BEGIN TASK INPUT

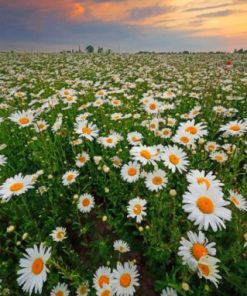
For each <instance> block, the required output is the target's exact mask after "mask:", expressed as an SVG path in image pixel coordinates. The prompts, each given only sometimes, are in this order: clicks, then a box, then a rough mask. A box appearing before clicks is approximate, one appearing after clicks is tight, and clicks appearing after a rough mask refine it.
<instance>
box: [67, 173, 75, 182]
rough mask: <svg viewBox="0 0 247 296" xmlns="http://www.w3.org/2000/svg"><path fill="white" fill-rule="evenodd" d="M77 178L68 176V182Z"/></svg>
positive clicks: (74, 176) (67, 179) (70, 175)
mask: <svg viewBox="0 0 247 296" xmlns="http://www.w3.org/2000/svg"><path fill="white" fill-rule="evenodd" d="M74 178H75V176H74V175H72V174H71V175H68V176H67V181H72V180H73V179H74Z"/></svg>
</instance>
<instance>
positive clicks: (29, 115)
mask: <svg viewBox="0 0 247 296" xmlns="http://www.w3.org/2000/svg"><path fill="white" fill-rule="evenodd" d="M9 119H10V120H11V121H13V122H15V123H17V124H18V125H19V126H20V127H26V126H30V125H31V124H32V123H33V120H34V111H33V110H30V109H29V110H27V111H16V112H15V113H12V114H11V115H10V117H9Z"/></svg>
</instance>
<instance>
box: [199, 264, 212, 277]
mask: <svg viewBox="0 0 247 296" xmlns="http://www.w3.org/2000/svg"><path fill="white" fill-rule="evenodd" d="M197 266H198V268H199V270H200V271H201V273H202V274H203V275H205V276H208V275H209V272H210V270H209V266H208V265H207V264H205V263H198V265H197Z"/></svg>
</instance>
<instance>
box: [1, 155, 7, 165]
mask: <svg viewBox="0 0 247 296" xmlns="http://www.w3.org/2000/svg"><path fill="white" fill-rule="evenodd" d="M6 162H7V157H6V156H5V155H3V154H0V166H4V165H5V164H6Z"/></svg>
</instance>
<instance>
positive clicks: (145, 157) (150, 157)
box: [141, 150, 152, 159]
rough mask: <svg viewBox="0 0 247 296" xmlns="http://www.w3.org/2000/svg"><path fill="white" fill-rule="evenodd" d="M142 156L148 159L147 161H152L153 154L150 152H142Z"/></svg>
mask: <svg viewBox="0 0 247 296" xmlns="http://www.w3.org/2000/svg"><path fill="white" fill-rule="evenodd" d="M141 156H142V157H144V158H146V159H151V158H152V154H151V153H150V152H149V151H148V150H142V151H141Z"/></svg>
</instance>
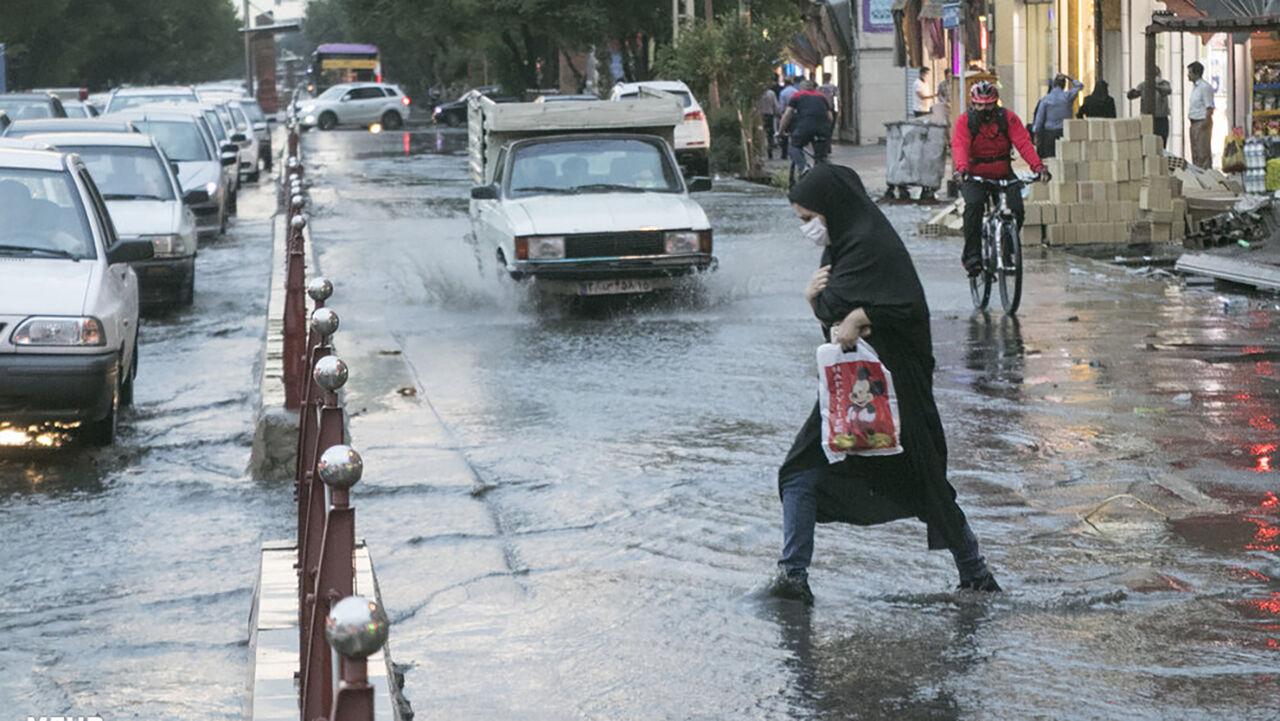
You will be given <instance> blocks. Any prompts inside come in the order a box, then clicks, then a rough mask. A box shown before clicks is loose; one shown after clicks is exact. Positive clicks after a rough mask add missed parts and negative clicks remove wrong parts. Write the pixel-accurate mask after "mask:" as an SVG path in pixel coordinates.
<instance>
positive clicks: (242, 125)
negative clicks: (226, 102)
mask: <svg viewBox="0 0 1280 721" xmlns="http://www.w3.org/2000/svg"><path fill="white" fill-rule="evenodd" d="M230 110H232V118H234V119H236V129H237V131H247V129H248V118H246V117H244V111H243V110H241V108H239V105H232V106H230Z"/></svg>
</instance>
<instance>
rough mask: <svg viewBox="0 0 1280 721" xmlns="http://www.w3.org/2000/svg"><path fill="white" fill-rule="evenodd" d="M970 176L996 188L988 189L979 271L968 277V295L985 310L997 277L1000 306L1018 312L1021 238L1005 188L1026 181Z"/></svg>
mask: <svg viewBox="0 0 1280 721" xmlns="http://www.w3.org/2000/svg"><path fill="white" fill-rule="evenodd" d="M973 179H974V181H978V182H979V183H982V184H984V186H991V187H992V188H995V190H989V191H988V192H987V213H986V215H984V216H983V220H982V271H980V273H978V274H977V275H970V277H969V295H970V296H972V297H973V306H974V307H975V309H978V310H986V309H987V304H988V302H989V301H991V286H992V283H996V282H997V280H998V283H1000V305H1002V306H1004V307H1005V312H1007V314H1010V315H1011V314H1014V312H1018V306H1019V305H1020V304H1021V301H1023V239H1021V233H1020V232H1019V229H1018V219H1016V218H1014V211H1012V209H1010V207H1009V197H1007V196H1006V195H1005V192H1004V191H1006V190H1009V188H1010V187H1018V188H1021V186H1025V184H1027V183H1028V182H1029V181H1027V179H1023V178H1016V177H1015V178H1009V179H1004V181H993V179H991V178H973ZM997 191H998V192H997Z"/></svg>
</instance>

END TASK INPUT

→ **THE TASK**:
Drop the pictures and set down the data above exactly.

→ **YOUR RESPONSE**:
For each <instance> block, the required output is the target's exact mask after "mask:", expressed as an SVG path in image pixel coordinates. The prompts, each given only sometimes, are in this order: clicks, then a box, then a rough mask. A box appearing before clicks is approximate, one appearing after clicks is tight, and clicks appearing after a rough mask refine it.
<instance>
box: [67, 173, 75, 182]
rough mask: <svg viewBox="0 0 247 296" xmlns="http://www.w3.org/2000/svg"><path fill="white" fill-rule="evenodd" d="M77 178L68 176V182Z"/></svg>
positive clicks: (74, 176) (67, 179) (70, 175)
mask: <svg viewBox="0 0 247 296" xmlns="http://www.w3.org/2000/svg"><path fill="white" fill-rule="evenodd" d="M74 178H75V176H74V175H72V174H71V175H68V176H67V181H72V180H73V179H74Z"/></svg>
</instance>
<instance>
positive clicks: (29, 115)
mask: <svg viewBox="0 0 247 296" xmlns="http://www.w3.org/2000/svg"><path fill="white" fill-rule="evenodd" d="M9 119H10V120H11V121H13V122H15V123H17V124H18V125H19V126H20V127H26V126H30V125H31V124H32V123H33V120H34V111H33V110H30V109H29V110H27V111H16V112H15V113H12V114H11V115H10V117H9Z"/></svg>
</instance>
<instance>
box: [199, 264, 212, 277]
mask: <svg viewBox="0 0 247 296" xmlns="http://www.w3.org/2000/svg"><path fill="white" fill-rule="evenodd" d="M197 266H198V268H199V270H200V271H201V273H202V274H203V275H205V276H208V275H209V272H210V270H209V266H208V265H207V264H205V263H198V265H197Z"/></svg>
</instance>
<instance>
box: [1, 155, 7, 165]
mask: <svg viewBox="0 0 247 296" xmlns="http://www.w3.org/2000/svg"><path fill="white" fill-rule="evenodd" d="M6 162H7V157H6V156H5V155H3V154H0V166H4V165H5V164H6Z"/></svg>
</instance>
<instance>
positive clicks: (145, 157) (150, 157)
box: [141, 150, 152, 159]
rough mask: <svg viewBox="0 0 247 296" xmlns="http://www.w3.org/2000/svg"><path fill="white" fill-rule="evenodd" d="M142 156L148 159L147 161H152L153 154L150 152H142Z"/></svg>
mask: <svg viewBox="0 0 247 296" xmlns="http://www.w3.org/2000/svg"><path fill="white" fill-rule="evenodd" d="M141 156H142V157H144V158H146V159H151V158H152V154H151V153H150V152H149V151H148V150H142V151H141Z"/></svg>
</instance>
You will be given <instance> blocks. Any prompts inside come in the order a box, then clicks, then a rough mask. A box shown before clicks is loose; one shown after clicks is exact. Positive clicks after a rough mask add missed parts and negative clicks remove wrong parts. Write the pixel-accurate mask after "mask:" as an SVG path in pixel coordinates.
<instance>
positive clicks: (242, 125)
negative clicks: (226, 102)
mask: <svg viewBox="0 0 1280 721" xmlns="http://www.w3.org/2000/svg"><path fill="white" fill-rule="evenodd" d="M230 110H232V118H234V119H236V129H237V131H247V129H248V118H246V117H244V111H243V110H241V108H239V105H232V106H230Z"/></svg>
</instance>
<instance>
rough mask: <svg viewBox="0 0 1280 721" xmlns="http://www.w3.org/2000/svg"><path fill="white" fill-rule="evenodd" d="M970 176L996 188L988 189L979 271L968 277V295L985 310L997 277L1000 306L1018 312L1021 238L1005 188L1026 181Z"/></svg>
mask: <svg viewBox="0 0 1280 721" xmlns="http://www.w3.org/2000/svg"><path fill="white" fill-rule="evenodd" d="M973 179H974V181H978V182H979V183H982V184H984V186H991V187H992V188H995V190H989V191H988V192H987V213H986V215H984V216H983V220H982V271H980V273H978V274H977V275H970V277H969V295H970V296H972V297H973V306H974V307H975V309H978V310H986V309H987V304H988V302H989V301H991V286H992V283H996V282H997V280H998V283H1000V305H1002V306H1004V307H1005V312H1007V314H1010V315H1011V314H1014V312H1018V306H1019V305H1020V304H1021V301H1023V239H1021V233H1020V232H1019V229H1018V219H1016V218H1014V211H1012V209H1010V207H1009V197H1007V196H1006V195H1005V192H1004V191H1006V190H1009V188H1010V187H1018V188H1021V186H1025V184H1027V183H1028V182H1029V181H1027V179H1023V178H1016V177H1015V178H1009V179H1004V181H993V179H991V178H973ZM997 191H998V192H997Z"/></svg>
</instance>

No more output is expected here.